This has two problems, independent of any particular writer:

1. **Redundant dependency.** The scan already holds the authoritative `TableMetadata` (`ObjectCache::get_manifest_list` takes it, and `TableMetadata::{schema_by_id, partition_spec_by_id}` exist). A manifest's embedded `schema`/`partition-spec` is a redundant copy of what table metadata already provides by id.
2. **Out of step with the ecosystem.** Other implementations don't read the manifest's `schema` key on the scan path:
   - **iceberg-java** `ManifestReader` takes `specsById` (specs from table metadata); reading the schema from manifest file metadata is **deprecated and slated for removal (1.12.0)** — the warning is literally *"Pass specsById to avoid reading from file metadata."*
   - **pyiceberg** decodes via a fixed `MANIFEST_ENTRY_SCHEMAS` + the table-metadata schema.
   - **iceberg-go** decodes via the Avro writer schema.

**Data below**:

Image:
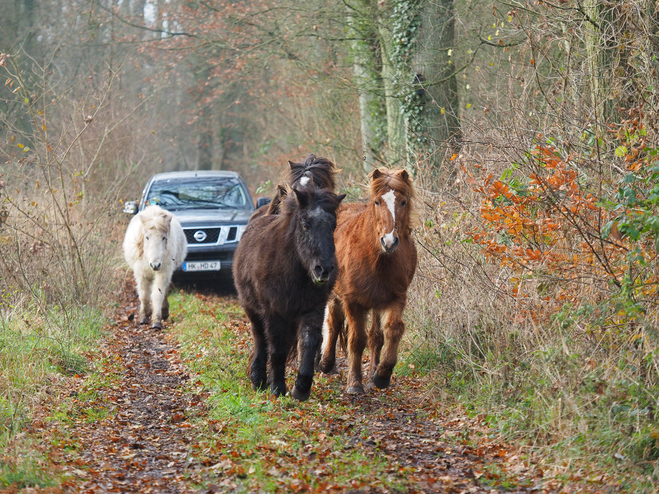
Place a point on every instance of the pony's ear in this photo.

**Tasks**:
[A] In the passage on manifest schemas, which iceberg-java release is set to remove reading the schema from manifest file metadata?
[B] From the passage on manifest schemas, extract the text starting at "1. **Redundant dependency.**" and ending at "Avro writer schema.".

**Results**:
[A] 1.12.0

[B]
1. **Redundant dependency.** The scan already holds the authoritative `TableMetadata` (`ObjectCache::get_manifest_list` takes it, and `TableMetadata::{schema_by_id, partition_spec_by_id}` exist). A manifest's embedded `schema`/`partition-spec` is a redundant copy of what table metadata already provides by id.
2. **Out of step with the ecosystem.** Other implementations don't read the manifest's `schema` key on the scan path:
   - **iceberg-java** `ManifestReader` takes `specsById` (specs from table metadata); reading the schema from manifest file metadata is **deprecated and slated for removal (1.12.0)** — the warning is literally *"Pass specsById to avoid reading from file metadata."*
   - **pyiceberg** decodes via a fixed `MANIFEST_ENTRY_SCHEMAS` + the table-metadata schema.
   - **iceberg-go** decodes via the Avro writer schema.